* _CONSIGNE_
Recopiez mot pour mot un passage du texte source. Commencez aux mots « La situation que » et arrêtez-vous après « de solidarité nationale ! ».

* _TEXTE SOURCE_
⟨
Nous avons défini une liste d’activités essentielles et nous sommes disponibles pour en discuter avec le gouvernement.

Face à cette pandémie mondiale, nous réitérons notre demande que vous déclariez l’état de catastrophe sanitaire afin de mettre à contribution, par exemple, les assurances et permettre le paiement du chômage partiel à 100 %.

La situation que nous vivons exige que l’ensemble des entreprises contribuent à la solidarité de la Nation, c’est pourquoi vous devez imposer pour toutes, la suppression des dividendes aux actionnaires. Pour le moment votre ministre de l’Économie s’est contenté d’une simple déclaration pour demander aux entreprises qui reçoivent des aides publiques de ne pas verser de dividendes. Nous avons l’expérience de la crise financière de 2008 et cela n’a pas fonctionné, c’est très insuffisant ! Il n’est pas utile de vous rappeler, que récemment encore, les sociétés du CAC 40 s’apprêtaient à verser à leurs actionnaires 54,3 milliards d’euros, soit 5,9 % de plus qu’en 2019. Vous conviendrez que cela constitue un record historique. C’est avant tout une question de décence, de justice et de solidarité nationale !

Il va sans dire qu’un contrôle des aides publiques aux entreprises doit être garanti et une attention particulière doit être portée aux conséquences en matière d’emploi qui pourraient toucher les salariés notamment dans les petites et moyennes entreprises, les secteurs de l’économie sociale et solidaire et plus largement dans tous les secteurs d’activités et cela en lien avec les organisations syndicales représentatives.

Vous devez prendre, dans la période, une mesure d’interdiction de tous les licenciements pour quelques motifs que ce soient et la suspension immédiate de tous les PSE ou plans de restructuration d’entreprise.
⟩
* _DONNÉES DE L'EXERCICE_
⟨
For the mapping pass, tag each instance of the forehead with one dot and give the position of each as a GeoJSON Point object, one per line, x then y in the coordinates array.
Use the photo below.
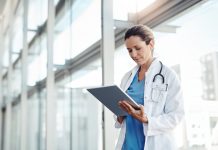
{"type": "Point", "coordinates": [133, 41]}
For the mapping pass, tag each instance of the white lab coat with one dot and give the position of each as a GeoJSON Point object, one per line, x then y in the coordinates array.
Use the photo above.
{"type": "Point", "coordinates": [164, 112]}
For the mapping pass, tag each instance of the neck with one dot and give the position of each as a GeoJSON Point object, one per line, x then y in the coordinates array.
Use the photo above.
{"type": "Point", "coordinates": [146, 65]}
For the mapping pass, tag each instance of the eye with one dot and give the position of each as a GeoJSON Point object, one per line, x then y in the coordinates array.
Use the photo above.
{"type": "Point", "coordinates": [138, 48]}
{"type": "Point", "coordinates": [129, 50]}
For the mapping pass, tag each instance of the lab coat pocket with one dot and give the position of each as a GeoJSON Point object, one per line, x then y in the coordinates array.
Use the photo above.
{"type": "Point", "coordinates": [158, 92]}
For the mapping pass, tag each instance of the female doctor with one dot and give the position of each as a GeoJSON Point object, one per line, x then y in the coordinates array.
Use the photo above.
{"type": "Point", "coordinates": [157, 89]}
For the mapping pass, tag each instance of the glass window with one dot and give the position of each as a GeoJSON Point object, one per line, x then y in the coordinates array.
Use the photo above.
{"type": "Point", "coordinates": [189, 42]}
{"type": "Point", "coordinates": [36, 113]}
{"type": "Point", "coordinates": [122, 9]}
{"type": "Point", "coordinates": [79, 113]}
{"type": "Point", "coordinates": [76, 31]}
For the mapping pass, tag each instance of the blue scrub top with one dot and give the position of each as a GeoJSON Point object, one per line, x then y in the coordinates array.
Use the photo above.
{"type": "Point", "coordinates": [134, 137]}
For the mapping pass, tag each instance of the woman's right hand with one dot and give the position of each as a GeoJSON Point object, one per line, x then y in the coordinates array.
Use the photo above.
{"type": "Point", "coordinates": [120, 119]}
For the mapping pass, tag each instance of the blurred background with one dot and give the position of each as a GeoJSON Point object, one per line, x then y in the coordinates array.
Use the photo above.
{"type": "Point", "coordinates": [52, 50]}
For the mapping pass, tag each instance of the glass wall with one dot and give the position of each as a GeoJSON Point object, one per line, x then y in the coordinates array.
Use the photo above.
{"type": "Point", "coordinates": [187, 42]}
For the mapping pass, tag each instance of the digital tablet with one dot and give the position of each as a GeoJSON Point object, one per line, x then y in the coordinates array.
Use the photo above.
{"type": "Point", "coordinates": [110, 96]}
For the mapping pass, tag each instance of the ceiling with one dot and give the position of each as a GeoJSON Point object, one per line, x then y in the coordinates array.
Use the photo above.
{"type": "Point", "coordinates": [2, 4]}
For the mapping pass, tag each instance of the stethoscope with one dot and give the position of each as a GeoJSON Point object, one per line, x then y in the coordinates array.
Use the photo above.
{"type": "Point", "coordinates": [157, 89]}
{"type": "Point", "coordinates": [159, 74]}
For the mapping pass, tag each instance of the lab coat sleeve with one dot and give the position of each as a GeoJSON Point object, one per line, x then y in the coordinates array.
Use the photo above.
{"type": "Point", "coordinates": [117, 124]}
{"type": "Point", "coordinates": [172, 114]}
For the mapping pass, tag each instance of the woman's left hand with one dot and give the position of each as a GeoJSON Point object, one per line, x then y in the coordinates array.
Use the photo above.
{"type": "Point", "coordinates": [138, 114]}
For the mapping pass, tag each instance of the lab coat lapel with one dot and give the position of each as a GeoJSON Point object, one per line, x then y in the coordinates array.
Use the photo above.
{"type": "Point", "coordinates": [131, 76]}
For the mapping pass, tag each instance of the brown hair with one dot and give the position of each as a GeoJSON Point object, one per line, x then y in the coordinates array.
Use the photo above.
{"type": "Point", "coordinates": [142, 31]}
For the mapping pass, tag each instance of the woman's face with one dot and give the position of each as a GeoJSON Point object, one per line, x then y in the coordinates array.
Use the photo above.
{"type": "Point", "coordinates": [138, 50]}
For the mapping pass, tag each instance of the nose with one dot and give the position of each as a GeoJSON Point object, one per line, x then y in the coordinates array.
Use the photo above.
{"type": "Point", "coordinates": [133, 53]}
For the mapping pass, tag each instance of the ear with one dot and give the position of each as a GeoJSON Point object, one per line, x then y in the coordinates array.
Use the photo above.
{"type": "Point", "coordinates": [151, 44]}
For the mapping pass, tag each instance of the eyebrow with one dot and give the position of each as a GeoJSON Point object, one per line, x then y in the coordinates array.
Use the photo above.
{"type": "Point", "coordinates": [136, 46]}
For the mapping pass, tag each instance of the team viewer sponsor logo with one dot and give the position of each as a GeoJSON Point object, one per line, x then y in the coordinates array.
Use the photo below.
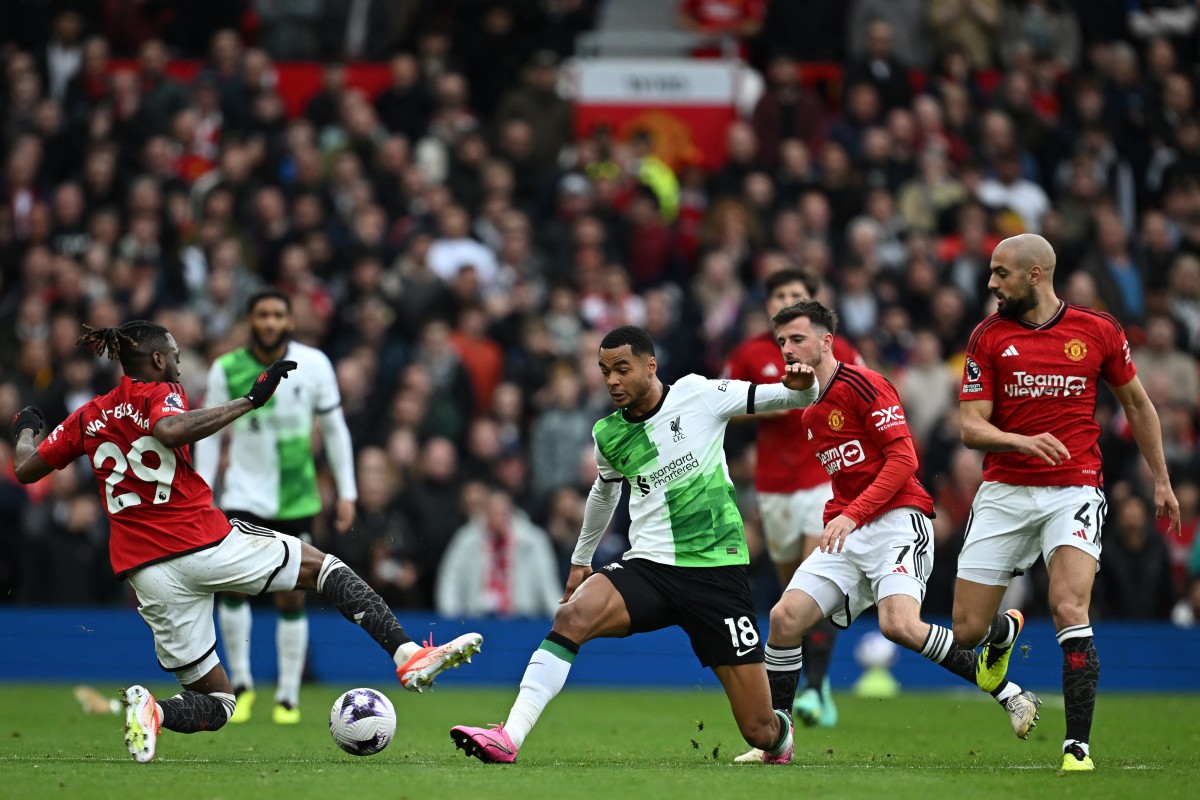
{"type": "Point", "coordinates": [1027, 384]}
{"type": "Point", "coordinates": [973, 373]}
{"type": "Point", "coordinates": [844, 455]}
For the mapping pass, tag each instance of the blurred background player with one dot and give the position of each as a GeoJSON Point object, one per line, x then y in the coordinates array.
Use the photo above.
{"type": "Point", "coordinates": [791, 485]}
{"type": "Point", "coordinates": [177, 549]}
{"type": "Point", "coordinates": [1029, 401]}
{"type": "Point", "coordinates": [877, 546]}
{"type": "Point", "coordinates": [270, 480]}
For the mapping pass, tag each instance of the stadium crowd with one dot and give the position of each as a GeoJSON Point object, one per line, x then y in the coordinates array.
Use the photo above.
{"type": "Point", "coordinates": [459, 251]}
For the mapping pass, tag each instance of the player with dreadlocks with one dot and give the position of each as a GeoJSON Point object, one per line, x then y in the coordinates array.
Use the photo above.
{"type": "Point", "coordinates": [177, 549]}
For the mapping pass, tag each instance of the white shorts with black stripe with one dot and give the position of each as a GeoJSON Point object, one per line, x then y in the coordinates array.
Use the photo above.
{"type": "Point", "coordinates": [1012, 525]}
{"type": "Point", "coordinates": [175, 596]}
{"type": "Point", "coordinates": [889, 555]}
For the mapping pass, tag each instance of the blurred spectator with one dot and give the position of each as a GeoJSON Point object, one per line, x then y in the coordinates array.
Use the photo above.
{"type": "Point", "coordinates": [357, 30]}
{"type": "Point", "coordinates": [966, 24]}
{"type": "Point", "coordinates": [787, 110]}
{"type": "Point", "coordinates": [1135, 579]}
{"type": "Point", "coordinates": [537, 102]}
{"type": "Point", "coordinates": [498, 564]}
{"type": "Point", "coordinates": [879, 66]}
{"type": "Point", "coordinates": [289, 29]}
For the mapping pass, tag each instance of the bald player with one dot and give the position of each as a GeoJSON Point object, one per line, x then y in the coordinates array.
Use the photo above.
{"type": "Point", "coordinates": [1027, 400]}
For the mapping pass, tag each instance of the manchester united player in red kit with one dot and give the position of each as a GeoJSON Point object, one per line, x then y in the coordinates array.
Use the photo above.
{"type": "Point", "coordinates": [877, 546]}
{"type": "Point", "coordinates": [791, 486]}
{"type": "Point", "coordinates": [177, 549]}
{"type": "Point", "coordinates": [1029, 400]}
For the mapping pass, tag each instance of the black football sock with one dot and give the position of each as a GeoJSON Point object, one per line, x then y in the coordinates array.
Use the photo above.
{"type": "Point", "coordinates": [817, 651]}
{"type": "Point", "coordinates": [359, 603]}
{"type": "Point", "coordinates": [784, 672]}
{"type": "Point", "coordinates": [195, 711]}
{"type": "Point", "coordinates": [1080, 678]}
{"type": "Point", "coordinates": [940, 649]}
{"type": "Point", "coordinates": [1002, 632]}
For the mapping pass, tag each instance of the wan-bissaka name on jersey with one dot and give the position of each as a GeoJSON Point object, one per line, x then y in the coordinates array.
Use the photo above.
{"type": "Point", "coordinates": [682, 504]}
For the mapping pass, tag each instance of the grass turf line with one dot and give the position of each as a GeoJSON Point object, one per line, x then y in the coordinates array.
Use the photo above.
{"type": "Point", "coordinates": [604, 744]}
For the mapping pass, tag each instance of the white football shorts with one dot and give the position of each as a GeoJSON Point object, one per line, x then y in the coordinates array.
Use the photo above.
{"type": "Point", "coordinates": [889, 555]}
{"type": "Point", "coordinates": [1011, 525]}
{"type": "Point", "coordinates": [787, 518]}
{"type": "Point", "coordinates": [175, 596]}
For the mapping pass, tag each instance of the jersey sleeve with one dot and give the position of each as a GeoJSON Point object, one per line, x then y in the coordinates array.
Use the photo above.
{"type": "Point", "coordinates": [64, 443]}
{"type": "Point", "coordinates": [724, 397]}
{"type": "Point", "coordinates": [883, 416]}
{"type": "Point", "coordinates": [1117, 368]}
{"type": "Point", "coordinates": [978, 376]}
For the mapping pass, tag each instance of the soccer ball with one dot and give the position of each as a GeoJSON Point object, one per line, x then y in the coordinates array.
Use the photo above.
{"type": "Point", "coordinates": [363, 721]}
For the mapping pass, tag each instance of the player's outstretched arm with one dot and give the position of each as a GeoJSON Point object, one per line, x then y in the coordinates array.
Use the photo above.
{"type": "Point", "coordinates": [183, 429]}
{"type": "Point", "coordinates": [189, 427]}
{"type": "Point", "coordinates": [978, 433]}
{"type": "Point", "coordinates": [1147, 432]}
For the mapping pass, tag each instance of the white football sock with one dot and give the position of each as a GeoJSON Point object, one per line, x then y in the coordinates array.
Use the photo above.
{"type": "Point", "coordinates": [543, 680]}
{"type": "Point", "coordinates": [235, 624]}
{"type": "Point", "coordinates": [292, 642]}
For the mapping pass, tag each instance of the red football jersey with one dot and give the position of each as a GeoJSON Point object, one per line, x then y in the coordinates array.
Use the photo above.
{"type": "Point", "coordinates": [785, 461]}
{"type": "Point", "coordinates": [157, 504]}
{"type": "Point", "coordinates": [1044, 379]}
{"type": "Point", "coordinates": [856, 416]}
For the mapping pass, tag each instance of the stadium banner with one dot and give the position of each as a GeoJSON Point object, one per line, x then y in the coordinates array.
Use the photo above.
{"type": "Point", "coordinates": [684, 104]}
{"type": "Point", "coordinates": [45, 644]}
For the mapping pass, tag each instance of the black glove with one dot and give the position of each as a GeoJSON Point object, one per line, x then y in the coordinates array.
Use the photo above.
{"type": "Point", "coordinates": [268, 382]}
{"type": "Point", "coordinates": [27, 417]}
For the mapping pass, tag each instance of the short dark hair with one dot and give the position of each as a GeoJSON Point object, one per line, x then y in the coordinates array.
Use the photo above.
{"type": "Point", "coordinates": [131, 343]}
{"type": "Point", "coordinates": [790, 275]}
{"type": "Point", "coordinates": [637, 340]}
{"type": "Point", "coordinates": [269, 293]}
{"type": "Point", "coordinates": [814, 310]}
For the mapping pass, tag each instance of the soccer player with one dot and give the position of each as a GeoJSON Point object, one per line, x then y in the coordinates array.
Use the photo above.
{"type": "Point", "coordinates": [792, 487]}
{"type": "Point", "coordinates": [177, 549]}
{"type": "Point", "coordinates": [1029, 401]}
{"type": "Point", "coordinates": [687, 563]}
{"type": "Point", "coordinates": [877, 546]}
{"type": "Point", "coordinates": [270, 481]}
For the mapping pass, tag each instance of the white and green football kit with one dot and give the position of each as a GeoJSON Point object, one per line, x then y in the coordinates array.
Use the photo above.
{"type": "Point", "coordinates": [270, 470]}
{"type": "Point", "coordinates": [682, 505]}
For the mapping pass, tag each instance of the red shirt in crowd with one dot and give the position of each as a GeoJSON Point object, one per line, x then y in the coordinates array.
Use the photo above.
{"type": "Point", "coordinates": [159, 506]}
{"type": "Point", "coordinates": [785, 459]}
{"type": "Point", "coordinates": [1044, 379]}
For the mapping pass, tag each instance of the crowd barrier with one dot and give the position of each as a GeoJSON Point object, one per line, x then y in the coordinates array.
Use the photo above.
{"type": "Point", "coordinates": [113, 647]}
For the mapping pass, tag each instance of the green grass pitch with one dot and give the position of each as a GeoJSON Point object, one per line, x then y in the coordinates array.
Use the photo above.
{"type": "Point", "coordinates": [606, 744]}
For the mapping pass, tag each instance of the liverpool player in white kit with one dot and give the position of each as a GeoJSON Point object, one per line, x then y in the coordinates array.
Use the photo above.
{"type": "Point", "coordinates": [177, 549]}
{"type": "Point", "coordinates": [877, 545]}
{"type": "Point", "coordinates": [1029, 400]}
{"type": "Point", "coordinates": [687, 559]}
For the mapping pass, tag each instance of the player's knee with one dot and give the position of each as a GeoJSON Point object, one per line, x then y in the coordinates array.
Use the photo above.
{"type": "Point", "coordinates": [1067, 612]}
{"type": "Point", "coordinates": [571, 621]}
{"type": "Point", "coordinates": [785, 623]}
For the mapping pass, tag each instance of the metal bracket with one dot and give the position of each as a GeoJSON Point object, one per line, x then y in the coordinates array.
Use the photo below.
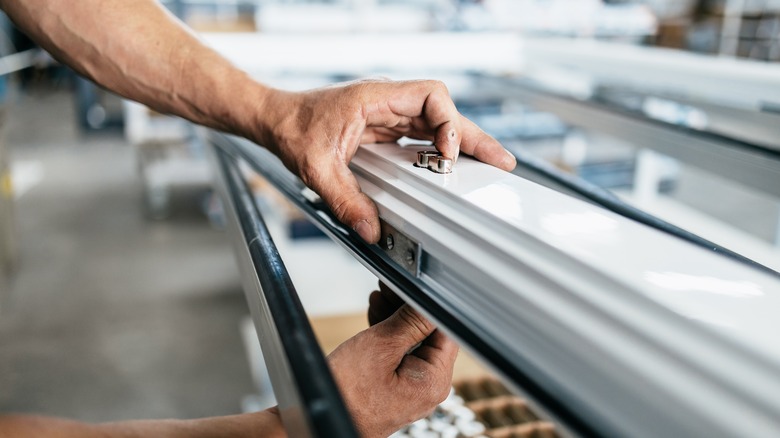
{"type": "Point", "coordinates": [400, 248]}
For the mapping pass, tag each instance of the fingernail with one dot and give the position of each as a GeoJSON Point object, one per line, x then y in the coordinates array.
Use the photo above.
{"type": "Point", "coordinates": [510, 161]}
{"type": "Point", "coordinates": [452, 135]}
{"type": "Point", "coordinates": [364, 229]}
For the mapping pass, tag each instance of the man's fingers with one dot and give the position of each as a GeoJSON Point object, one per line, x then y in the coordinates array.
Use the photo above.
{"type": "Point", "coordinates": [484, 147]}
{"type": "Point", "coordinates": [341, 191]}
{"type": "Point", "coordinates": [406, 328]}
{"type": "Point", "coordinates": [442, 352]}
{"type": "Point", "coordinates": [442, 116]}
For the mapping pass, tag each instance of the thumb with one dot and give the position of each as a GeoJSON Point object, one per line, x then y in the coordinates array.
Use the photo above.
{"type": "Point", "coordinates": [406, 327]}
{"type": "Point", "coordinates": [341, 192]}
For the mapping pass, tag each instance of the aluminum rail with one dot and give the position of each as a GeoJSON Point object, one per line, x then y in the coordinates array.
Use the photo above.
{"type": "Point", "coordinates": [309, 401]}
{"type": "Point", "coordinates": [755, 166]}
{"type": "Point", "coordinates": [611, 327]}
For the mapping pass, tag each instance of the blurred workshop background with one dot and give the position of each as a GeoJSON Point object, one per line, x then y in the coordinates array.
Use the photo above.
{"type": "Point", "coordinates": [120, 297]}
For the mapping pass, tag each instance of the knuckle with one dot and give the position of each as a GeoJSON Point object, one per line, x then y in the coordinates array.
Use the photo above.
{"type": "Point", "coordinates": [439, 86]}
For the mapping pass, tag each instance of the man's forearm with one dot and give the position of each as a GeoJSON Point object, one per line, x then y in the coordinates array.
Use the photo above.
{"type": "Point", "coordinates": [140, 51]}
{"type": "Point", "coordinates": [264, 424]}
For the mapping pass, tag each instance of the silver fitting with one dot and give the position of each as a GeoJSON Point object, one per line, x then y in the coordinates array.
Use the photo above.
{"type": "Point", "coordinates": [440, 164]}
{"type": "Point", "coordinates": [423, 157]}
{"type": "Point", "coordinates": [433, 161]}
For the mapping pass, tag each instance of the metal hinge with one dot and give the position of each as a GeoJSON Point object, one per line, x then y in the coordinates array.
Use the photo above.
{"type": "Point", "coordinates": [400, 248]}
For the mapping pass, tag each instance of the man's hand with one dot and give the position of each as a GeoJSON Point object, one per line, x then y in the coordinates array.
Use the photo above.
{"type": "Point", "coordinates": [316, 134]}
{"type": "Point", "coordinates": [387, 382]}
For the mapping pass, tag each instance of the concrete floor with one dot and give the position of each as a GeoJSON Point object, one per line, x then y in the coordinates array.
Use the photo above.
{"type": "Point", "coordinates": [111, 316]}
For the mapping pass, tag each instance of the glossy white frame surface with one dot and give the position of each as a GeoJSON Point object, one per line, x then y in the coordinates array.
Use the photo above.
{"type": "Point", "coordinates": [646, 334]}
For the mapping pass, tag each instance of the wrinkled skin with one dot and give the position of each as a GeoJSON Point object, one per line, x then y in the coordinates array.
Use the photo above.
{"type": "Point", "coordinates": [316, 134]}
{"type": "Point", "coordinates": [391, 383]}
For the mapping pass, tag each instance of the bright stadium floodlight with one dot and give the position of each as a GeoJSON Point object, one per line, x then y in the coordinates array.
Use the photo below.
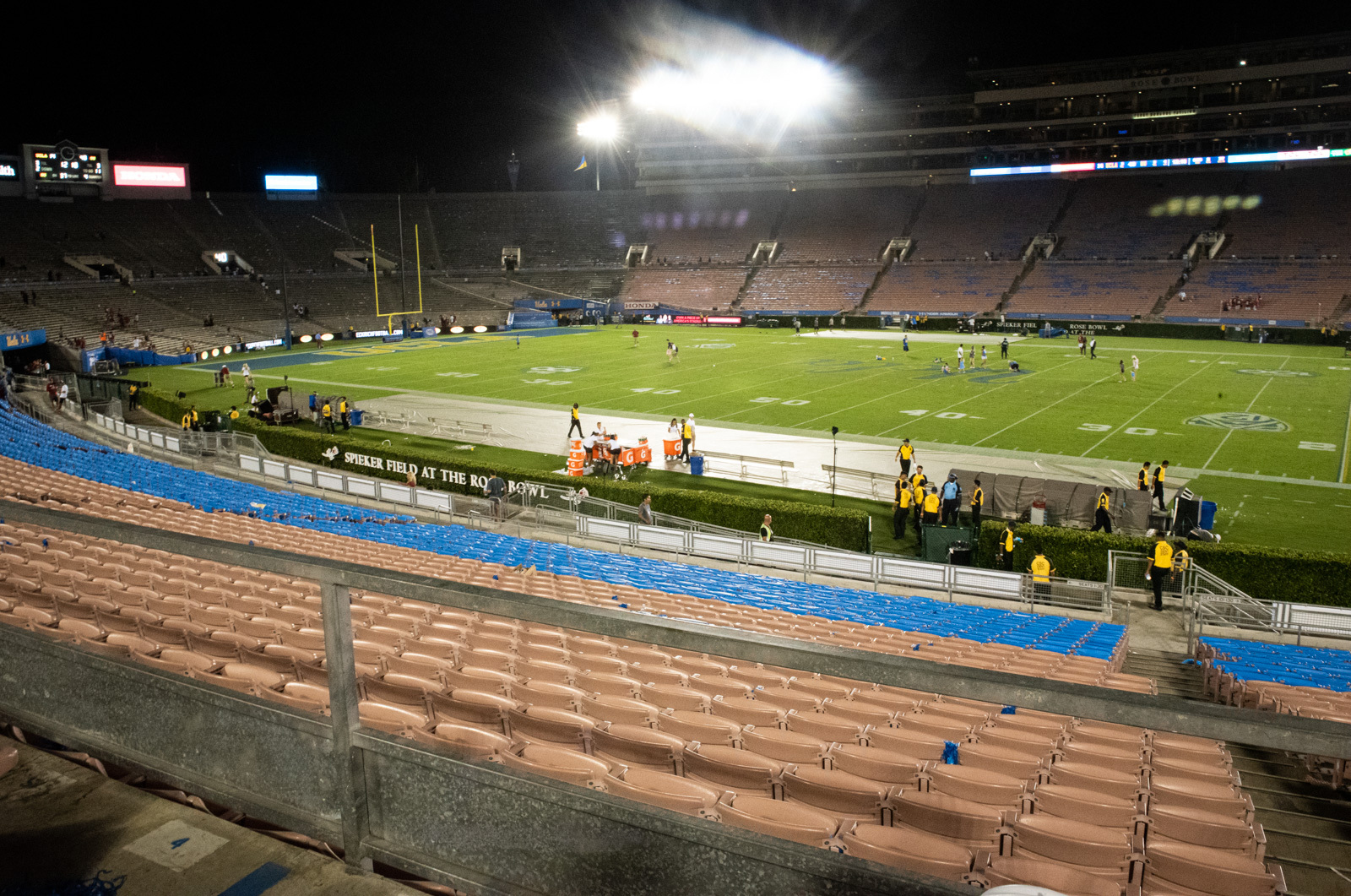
⟩
* _RÉPONSE_
La situation que nous vivons exige que l’ensemble des entreprises contribuent à la solidarité de la Nation, c’est pourquoi vous devez imposer pour toutes, la suppression des dividendes aux actionnaires. Pour le moment votre ministre de l’Économie s’est contenté d’une simple déclaration pour demander aux entreprises qui reçoivent des aides publiques de ne pas verser de dividendes. Nous avons l’expérience de la crise financière de 2008 et cela n’a pas fonctionné, c’est très insuffisant ! Il n’est pas utile de vous rappeler, que récemment encore, les sociétés du CAC 40 s’apprêtaient à verser à leurs actionnaires 54,3 milliards d’euros, soit 5,9 % de plus qu’en 2019. Vous conviendrez que cela constitue un record historique. C’est avant tout une question de décence, de justice et de solidarité nationale !